**Your instructions:** Give back the whole listing exactly as shown.

[Dataset rows]
-- START --

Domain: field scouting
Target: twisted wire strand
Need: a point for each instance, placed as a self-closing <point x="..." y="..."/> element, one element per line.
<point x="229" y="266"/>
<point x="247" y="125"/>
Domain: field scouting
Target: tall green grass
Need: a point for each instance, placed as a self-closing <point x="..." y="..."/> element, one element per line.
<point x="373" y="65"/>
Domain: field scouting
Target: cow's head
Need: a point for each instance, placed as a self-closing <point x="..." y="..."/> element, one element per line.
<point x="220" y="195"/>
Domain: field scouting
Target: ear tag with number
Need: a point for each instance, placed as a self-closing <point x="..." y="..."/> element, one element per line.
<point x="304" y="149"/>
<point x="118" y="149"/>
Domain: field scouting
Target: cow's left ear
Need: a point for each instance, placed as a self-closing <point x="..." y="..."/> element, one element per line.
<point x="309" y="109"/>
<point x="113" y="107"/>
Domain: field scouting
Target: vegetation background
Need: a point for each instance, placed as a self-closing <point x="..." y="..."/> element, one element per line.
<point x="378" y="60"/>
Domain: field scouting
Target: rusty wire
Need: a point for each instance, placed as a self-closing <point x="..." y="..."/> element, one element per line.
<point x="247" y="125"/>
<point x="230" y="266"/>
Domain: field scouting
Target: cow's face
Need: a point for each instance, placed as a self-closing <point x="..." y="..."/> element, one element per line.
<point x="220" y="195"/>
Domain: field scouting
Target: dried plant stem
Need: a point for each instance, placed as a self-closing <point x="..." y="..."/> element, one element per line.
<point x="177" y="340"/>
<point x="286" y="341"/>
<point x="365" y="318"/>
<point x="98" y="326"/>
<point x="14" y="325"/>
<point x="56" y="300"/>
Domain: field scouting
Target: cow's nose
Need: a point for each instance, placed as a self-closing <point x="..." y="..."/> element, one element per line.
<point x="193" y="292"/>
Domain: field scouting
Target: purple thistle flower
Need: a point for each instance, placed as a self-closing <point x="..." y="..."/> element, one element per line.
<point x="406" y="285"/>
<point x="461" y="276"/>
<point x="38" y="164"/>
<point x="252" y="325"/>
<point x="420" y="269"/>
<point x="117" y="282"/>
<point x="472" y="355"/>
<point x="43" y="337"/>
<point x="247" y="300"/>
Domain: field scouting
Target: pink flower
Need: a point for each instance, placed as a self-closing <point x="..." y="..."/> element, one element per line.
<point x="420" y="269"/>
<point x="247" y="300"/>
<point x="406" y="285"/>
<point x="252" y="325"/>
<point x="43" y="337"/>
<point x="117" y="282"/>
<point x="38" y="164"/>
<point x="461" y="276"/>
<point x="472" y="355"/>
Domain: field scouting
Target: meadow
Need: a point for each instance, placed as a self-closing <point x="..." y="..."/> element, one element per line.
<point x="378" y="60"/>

-- END --

**Full output:**
Domain: field scouting
Target: twisted wire strand
Need: a point for each instance, placed as a self-closing <point x="..." y="..."/> element, one element per line.
<point x="229" y="266"/>
<point x="247" y="125"/>
Domain: field scouting
Target: tall green grass
Need: a point for each instance, placed as a self-closing <point x="..." y="..."/> element, one element per line.
<point x="373" y="65"/>
Domain: field scouting
Target: cow's head
Need: a point for each instance, placed as a self-closing <point x="..." y="..."/> element, one element per line.
<point x="220" y="195"/>
Domain: field scouting
Target: ear tag with number
Need: a point for each instance, placed as a self-closing <point x="..." y="..."/> element, one element per line.
<point x="304" y="149"/>
<point x="118" y="149"/>
Domain: field scouting
Target: cow's left ear
Need: a point for each instance, placed as a self-closing <point x="..." y="..."/> element, one element per line.
<point x="309" y="109"/>
<point x="113" y="107"/>
Domain: field scouting
Target: vegetation background
Need: a point for each instance, placed as a self-closing <point x="..." y="..."/> element, one element per line.
<point x="378" y="60"/>
Domain: field scouting
Target: rusty wire
Need: a point for each instance, placed as a self-closing <point x="..." y="..."/> element, one element per line.
<point x="247" y="125"/>
<point x="230" y="266"/>
Domain: field scouting
Target: cow's face
Need: a point for each instance, placed as a self-closing <point x="..." y="..."/> element, one element per line.
<point x="220" y="195"/>
Domain: field scouting
Target: dried plant stem
Need: a point for each instance, placed as a self-closing <point x="..." y="..."/> element, one element per line.
<point x="177" y="340"/>
<point x="286" y="341"/>
<point x="365" y="318"/>
<point x="98" y="326"/>
<point x="14" y="325"/>
<point x="56" y="300"/>
Domain: field scouting
Target: cow's nose
Need: a point for each instance, placed as a self-closing <point x="..." y="..."/> element, one element per line.
<point x="193" y="292"/>
Domain: field scouting
Target: purple thistle flower
Need: a point for each instance, placed as a self-closing <point x="..." y="..."/> element, one element per line.
<point x="406" y="285"/>
<point x="461" y="276"/>
<point x="38" y="164"/>
<point x="252" y="325"/>
<point x="420" y="269"/>
<point x="117" y="282"/>
<point x="472" y="355"/>
<point x="43" y="337"/>
<point x="247" y="300"/>
Domain: field scouting
Target: pink flower
Need: a point for each instance, placed as a self-closing <point x="..." y="..."/> element, one element per line.
<point x="420" y="269"/>
<point x="247" y="300"/>
<point x="406" y="285"/>
<point x="252" y="325"/>
<point x="43" y="337"/>
<point x="117" y="282"/>
<point x="38" y="164"/>
<point x="461" y="276"/>
<point x="472" y="355"/>
Domain: field scouting
Target: meadow
Need: a point for each instance, placed as a self-closing <point x="..." y="..."/> element, one element per line.
<point x="378" y="60"/>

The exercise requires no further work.